PROVIDED TEXT:
——————————
Visualizing crime patterns data as a graph

7th June, 2017

In a previous post on law enforcement and data visualization, we saw how successful law enforcement agencies understand the wealth of data they have at their disposal.

Graphs can reveal trends and give insight into relationships between people, times and locations. Graph visualization is a vital tool for exploring and understanding graph data at scale.

This blog post gives another law enforcement graph visualization use case, and one that I recently presented with our partners at Neo4j. Watch the presentation.

Exploring the crime data set

One of the many sources of data available to the police is their RMS – or Records Management System. It’s often the core repository, containing details crimes, individuals, officers and vehicles, etc.

In recent years, many agencies have made some of their RMS data available to the public – a great resource for anyone interested in law enforcement activity. Obviously, identifying details are stripped out, but there’s still enough data to build a valuable graph visualization.

One example of this is the initiative, detailing real-life crime incidents in the city of Boston.

Creating the data model and loading into Neo4j

Once I’d loaded this dataset into the Neo4j graph database, I could use Cypher query language to quickly and easily query the data.

I used the Neo4j Awesome Procedures on Cypher (APOC) capability to call the API, pulling in a JSON object detailing 1000 records. APOC provides a flexible way to ingest data into Neo4j with a few lines of Cypher. I used Incident Number fields as the core nodes with additional attributes, like offense group, district, date, longitude and latitude.

Finally, I added another set of nodes – crime descriptions – plus a link between the two node types. Here’s our data model:

Our graph data model
Our graph data model

And here’s the original Cypher:

	CALL apoc.load.json($limit=1000&$offset=0)
	YIELD value AS crime
	MERGE (c:Crime {incidentnum: crime.incident_num})
	ON CREATE SET	c.offense=crime.offense_code_group,, c.district=crime.district,, c.longitude=crime.long
	MERGE (desc:Description {name: crime.offense_code_group})

Loading the data into KeyLines

Next, I wanted to translate 1000 lines of data into something more compelling – a KeyLines visualization:

The initial data load into KeyLines
The initial data load into KeyLines

These are Crime Categories (the central nodes) connected to actual crimes (the outer nodes). We can spot some basic patterns at a glance. For example, in our dataset there’s only one located missing person:

The initial data load into KeyLines
There’s only one crime reference number connected to both “Missing Person Reported” and “Missing Person Located”

This doesn’t suggest that the police have problems locating missing persons; it’s probably due to our limited dataset. With full access to the data, we might use a double-click to expand method to see the full picture.

Looking at Crime Category connections

We can also see some categories are more densely interconnected than others. Filtering out ‘leaf nodes’ (nodes with only a single connection) reveals network of inter-related crime categories:

The initial data load into KeyLines
We can clearly see groups of crime categories that are likely to happen in tandem
There’s a close relationship between Vandalism, Disorderly Conduct and Simple Assault
There’s a close relationship between Vandalism, Disorderly Conduct and Simple Assault

Inspecting crime by district

There was a District property in our original dataset, so we can incorporate that into our visualization.
——————————
Records pointing to named objects
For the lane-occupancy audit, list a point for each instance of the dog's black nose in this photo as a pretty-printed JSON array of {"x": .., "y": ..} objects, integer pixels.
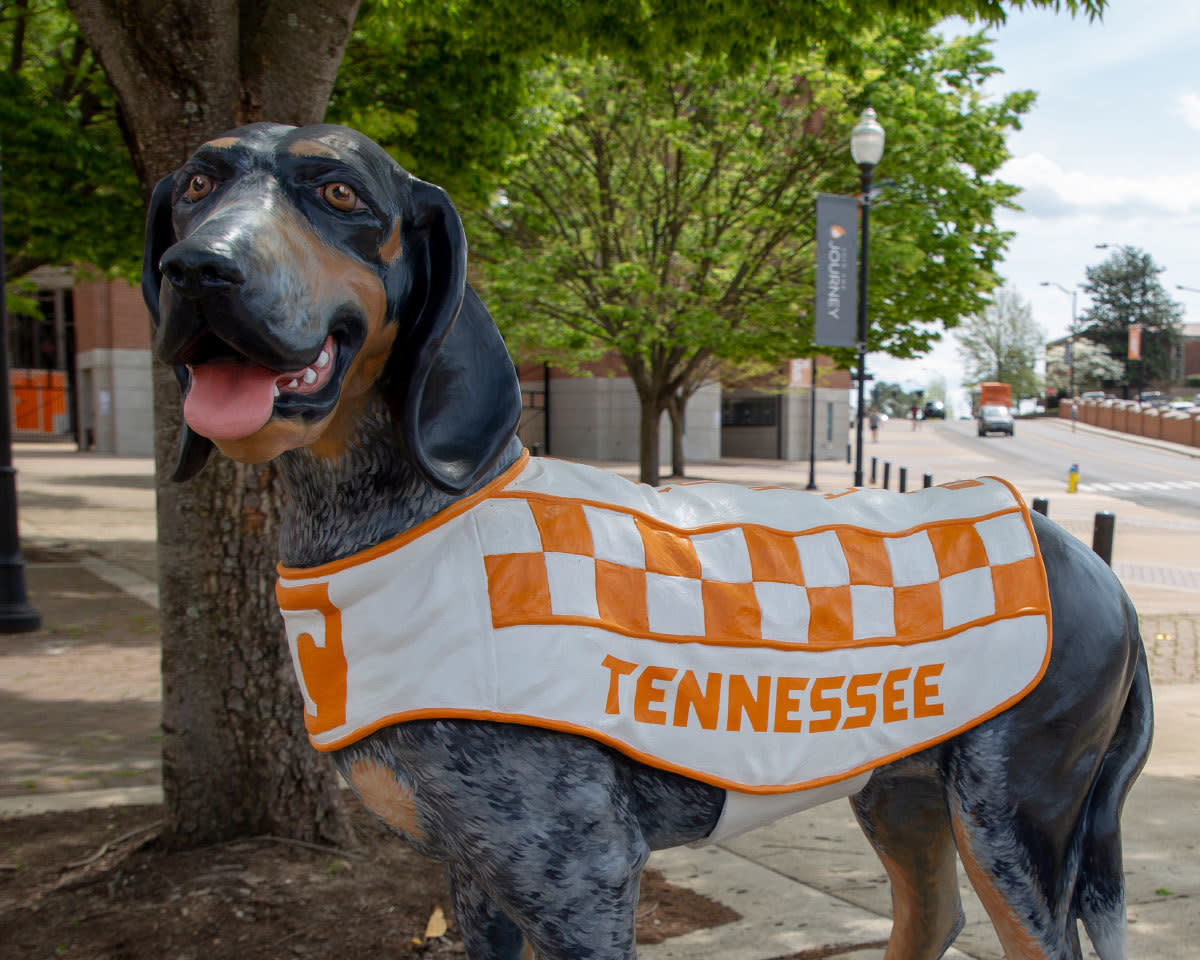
[{"x": 199, "y": 270}]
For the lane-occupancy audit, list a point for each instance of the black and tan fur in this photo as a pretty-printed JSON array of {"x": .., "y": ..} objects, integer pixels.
[{"x": 256, "y": 250}]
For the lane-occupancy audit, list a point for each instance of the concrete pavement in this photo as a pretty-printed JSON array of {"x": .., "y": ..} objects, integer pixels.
[{"x": 805, "y": 882}]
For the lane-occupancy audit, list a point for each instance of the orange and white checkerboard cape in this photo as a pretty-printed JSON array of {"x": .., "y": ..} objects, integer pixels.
[{"x": 762, "y": 640}]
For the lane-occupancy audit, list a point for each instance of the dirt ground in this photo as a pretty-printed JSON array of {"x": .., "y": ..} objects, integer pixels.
[
  {"x": 79, "y": 709},
  {"x": 95, "y": 886}
]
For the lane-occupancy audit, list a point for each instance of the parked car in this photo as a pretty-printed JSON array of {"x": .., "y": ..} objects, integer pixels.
[{"x": 995, "y": 419}]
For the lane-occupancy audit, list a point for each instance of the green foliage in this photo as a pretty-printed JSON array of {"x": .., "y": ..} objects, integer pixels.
[
  {"x": 1095, "y": 366},
  {"x": 1002, "y": 342},
  {"x": 1125, "y": 291},
  {"x": 70, "y": 191},
  {"x": 669, "y": 214}
]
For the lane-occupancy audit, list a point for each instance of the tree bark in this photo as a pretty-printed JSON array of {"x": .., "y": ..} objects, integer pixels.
——————————
SET OF TASKS:
a – Extract everything from "I used the Neo4j" down to "longitude and latitude." in the crime-graph blog post.
b – Answer these using the crime-graph blog post:
(i) What does RMS stand for?
(ii) How many records did the JSON object pulled in through APOC detail?
(iii) Which three crime categories does the post say have a close relationship?
c – Proceed with the crime-graph blog post, writing on from its final sentence.
The listing was drawn from a separate source.

TASK RESULTS:
a –
I used the Neo4j Awesome Procedures on Cypher (APOC) capability to call the API, pulling in a JSON object detailing 1000 records. APOC provides a flexible way to ingest data into Neo4j with a few lines of Cypher. I used Incident Number fields as the core nodes with additional attributes, like offense group, district, date, longitude and latitude.

b –
(i) Records Management System
(ii) 1000
(iii) Vandalism, Disorderly Conduct and Simple Assault

c –
KeyLines Combos feature makes it easy to combine nodes based on any feature. Let’s combine by district, to see which geographic areas report the most crimes:

The initial data load into KeyLines
Combining nodes by district

We can also use the latitude and longitude information on the nodes to see the crimes in a geospatial view:

Crime volumes being committed in different districts
Crime volumes being committed in different districts

I’ve also added donuts to nodes to show the volumes of different reported crimes. I’ve included two crime categories – Larceny in blue, Motor Vehicle Crime in purple – but we can already see some stark differences in our dataset. South Boston (C6) has a much higher proportion of Larceny than East Boston (A7).

Adding people, phones, vehicles and times

We don’t have access to real-world crime data. To give you some idea of what a police officer might see, I used GraphAware’s excellent GraphGen tool to supplement the data with additional (fake) attributes:

Our data with some additional (fake) attributes
Our data with some additional (fake) attributes

The fake data doesn’t reveal much insight, but it demonstrates the potential value of this approach. An officer can visually explore phones, addresses and individuals connected to incidents to see how they relate to previous incidents.

A close-up of our data
A close-up of our data

We can enhance this view with the KeyLines Time Bar, which lets us drill down to specific time periods:

Filtering the graph by time, using the time bar
Filtering the graph by time, using the time bar

Storing data in a Neo4j graph database means we can run complex graph queries that would otherwise be incredibly time-consuming.

“Return all individuals in district D4 who have previously been associated with a vandalism crime in 2017 who drive a red Ford” becomes a fast and simple Cypher query. KeyLines and Neo4j combine to become an effective and efficient tool to help officers make the best use of their data.

Want to try it for yourself?

This post is just an illustration of how graph visualization techniques can help law enforcement to understand the complex connected data. We’d love to see how this approach works using real-world data. If you’d like to try KeyLines for yourself, just start a trial or contact us.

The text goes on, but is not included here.